■ **WORK TO BE COMPLETED**
Starting with the line containing "Where can the human" and continuing through the last of the items, rewrite every line, including the requests, and offset each coordinate in the answers by -100.

■ **Dataset excerpts on object pointing**
----
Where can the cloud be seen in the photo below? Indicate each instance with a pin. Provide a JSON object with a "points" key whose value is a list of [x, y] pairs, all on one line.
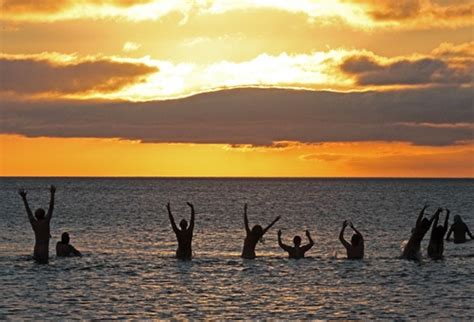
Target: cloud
{"points": [[257, 117], [401, 14], [368, 71], [403, 10], [53, 6], [465, 50], [130, 46], [36, 75]]}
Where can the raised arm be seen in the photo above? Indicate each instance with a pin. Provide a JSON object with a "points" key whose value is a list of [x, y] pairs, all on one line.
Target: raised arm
{"points": [[52, 191], [436, 219], [420, 216], [468, 232], [446, 220], [310, 244], [280, 243], [270, 226], [356, 231], [449, 233], [191, 224], [170, 215], [22, 193], [341, 235], [246, 220]]}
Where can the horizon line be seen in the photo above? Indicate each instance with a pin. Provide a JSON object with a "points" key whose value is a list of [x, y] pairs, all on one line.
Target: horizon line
{"points": [[224, 177]]}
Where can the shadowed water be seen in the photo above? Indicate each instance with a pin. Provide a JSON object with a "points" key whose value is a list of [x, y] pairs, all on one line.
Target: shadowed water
{"points": [[128, 269]]}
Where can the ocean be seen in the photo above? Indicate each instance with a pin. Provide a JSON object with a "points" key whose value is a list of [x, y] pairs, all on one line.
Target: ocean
{"points": [[129, 271]]}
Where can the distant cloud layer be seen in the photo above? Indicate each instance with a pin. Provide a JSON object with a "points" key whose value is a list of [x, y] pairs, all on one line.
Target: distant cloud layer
{"points": [[401, 13], [34, 76], [406, 72], [257, 117]]}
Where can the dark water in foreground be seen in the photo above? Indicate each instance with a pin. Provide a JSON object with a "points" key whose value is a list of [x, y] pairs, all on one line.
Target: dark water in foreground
{"points": [[128, 270]]}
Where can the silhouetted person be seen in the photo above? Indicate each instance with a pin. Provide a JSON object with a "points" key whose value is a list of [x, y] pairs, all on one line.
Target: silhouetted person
{"points": [[41, 226], [297, 251], [64, 249], [184, 235], [354, 249], [460, 229], [412, 248], [436, 245], [253, 236]]}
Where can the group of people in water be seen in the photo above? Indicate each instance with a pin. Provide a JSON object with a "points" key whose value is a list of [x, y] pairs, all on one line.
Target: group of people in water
{"points": [[40, 223]]}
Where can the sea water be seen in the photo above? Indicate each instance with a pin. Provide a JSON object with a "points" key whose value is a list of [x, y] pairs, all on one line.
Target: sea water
{"points": [[129, 271]]}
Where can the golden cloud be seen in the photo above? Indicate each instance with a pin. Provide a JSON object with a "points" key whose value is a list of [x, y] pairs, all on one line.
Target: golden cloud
{"points": [[36, 74]]}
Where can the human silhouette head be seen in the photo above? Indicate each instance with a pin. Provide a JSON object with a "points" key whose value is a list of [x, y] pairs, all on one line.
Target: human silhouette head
{"points": [[425, 223], [297, 240], [183, 224], [355, 240], [257, 230], [65, 238], [438, 232], [40, 213]]}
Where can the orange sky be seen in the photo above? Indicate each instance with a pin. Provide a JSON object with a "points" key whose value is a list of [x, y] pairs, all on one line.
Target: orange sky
----
■ **RESULT BELOW**
Where can the human silhouette head be seen in the photo above? Indicate each instance with a pin. Provide a JSON object with a "points" key whose value is a list of [x, y] pairs, all on one line.
Target: human silhouette head
{"points": [[325, 123], [197, 140], [83, 124], [255, 140], [157, 130], [-35, 138], [338, 132], [-60, 113]]}
Where can the orange sky be seen in the photo above? Indicate each instance with a pin. Provide a JSON object with a "points" key whose value is a list of [x, y] pairs, all on one line.
Target: orange sky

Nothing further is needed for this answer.